Work instructions: Replace every occurrence of "stone wall" with "rock wall" in the entries below, keeping all other text unchanged.

— START OF Supplied material —

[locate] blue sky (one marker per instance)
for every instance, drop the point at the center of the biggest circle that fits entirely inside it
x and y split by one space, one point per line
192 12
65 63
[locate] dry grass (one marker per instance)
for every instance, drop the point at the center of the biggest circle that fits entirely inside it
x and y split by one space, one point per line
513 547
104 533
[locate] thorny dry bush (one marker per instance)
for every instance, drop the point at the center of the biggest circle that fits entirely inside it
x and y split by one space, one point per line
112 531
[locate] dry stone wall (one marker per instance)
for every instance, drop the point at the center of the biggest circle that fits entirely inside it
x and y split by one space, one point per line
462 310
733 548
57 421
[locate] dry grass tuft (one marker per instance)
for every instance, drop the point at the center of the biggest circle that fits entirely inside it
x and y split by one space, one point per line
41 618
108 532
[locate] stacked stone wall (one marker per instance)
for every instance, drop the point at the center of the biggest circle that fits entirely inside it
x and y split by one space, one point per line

— END OF Supplied material —

Worked solution:
[locate] blue sky (one marker per instance)
for every instance, drop the point at the center of the biggest circle that fits entirely inside it
x and y split by one space, one point per line
192 12
65 63
[locate] dry grass (one marker per instance)
for every instance, drop the point at the center of the biggest circle that fits entirely inside it
x and y split by one space, one point per line
513 547
104 533
[locate] thorny dry bush (one marker per instance)
for every instance, drop the point at the center of the biggest circle that fits entirely inside it
x and y split by one space, one point per line
112 531
[locate] dry rock wall (one marker per instance)
for every instance, drop the point at the center of the biggest circle that fits entirely inside it
x and y split by one space, one point per line
462 310
733 548
57 421
[locate] dry grass tuft (one marker per instance)
for every instance, drop the point at the center of the biggest circle that fits entirely inside it
x and y split by one space, one point per line
41 618
108 532
[locate] stacked rock wall (one marker per instance)
for every instance, drop the point at the center of the biggest circle that fits entirely inside it
x and y split by one space, one point per line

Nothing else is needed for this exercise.